>>
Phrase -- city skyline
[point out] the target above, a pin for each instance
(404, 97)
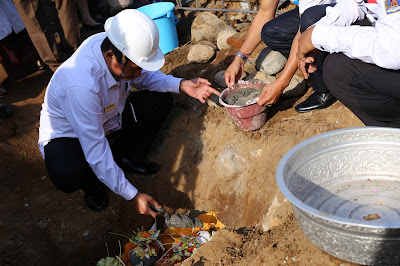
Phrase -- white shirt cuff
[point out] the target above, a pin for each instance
(174, 83)
(320, 36)
(129, 192)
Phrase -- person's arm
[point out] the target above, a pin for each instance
(273, 90)
(266, 12)
(197, 88)
(377, 45)
(83, 110)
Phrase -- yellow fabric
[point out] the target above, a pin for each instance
(209, 219)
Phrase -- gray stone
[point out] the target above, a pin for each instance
(296, 87)
(220, 79)
(200, 53)
(250, 65)
(223, 35)
(209, 44)
(206, 26)
(270, 62)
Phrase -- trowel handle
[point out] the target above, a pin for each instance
(160, 210)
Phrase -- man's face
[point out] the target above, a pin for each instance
(131, 70)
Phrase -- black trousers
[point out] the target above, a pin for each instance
(372, 93)
(66, 164)
(278, 34)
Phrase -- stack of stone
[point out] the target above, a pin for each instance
(210, 33)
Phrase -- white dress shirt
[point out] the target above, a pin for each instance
(378, 44)
(83, 101)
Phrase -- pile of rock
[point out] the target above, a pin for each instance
(210, 33)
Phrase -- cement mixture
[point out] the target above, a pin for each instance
(207, 164)
(243, 97)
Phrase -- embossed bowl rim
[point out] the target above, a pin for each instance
(280, 178)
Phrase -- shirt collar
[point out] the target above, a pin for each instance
(110, 81)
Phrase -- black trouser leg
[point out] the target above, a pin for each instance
(370, 92)
(309, 18)
(278, 34)
(151, 109)
(68, 168)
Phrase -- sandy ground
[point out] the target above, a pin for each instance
(207, 164)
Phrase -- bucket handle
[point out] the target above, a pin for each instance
(171, 15)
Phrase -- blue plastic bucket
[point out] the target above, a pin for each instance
(162, 14)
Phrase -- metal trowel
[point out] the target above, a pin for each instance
(178, 220)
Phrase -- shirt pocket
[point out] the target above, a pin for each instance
(110, 114)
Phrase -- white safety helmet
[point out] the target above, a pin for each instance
(136, 35)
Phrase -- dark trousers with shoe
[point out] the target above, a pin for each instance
(370, 92)
(65, 161)
(278, 34)
(52, 27)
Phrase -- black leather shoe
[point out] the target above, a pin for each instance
(93, 27)
(140, 168)
(6, 110)
(98, 200)
(317, 100)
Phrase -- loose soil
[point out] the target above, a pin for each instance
(243, 97)
(207, 164)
<<
Can you print the part of the data that opens with the line containing "Phrase -- black trousers" and runs through the end of the data, with both ends included and every line unchanged?

Answer for the task →
Phrase -- black trousers
[point out] the target above, a pin for each instance
(372, 93)
(66, 164)
(278, 34)
Phrase -- stack of stone
[point out] the target above, a pin for each instance
(210, 33)
Phrase -- white dress shirt
[point out] the target above, a pin for each instance
(378, 44)
(83, 101)
Phrase -- pile of rock
[point out] the target above, a pin for each instance
(210, 33)
Phrase -- cement mixture
[point out] the target above, a pin for each instance
(207, 164)
(243, 97)
Phrase -- embossed bowl rim
[point out] the target above, a pin for each instance
(280, 178)
Phrase -- shirt collar
[point out] the target above, a pin for each instance
(110, 81)
Phrase -- black trouser leg
[point out] the target above, a pin for each instance
(370, 92)
(309, 18)
(278, 34)
(151, 109)
(68, 168)
Phrase -- sandy ground
[point out] the target above, a pin for each instance
(207, 164)
Phrase -- bucket handle
[point out] the target above, a pin for each instance
(171, 15)
Phrase -- blue plastic bucket
[point out] the target above, a pin for each instance
(162, 14)
Phrase -- metal trowel
[point out] the target above, a pin for each instance
(178, 220)
Phrase -- shirt pocket
[point out] the target above, a pin for each instance
(110, 114)
Phrase -- white safety helmet
[point out] the target above, a pin for each instance
(136, 35)
Phrase -- dark trousers with shoe
[point out] the target above, a pin for each instance
(370, 92)
(65, 161)
(278, 34)
(52, 27)
Phrase -- black leather shoe
[point out] the target above, a pin for each instance
(93, 27)
(140, 168)
(6, 110)
(98, 200)
(317, 100)
Phrase -- loose soil
[point out] the target above, a pin for each instance
(243, 97)
(207, 164)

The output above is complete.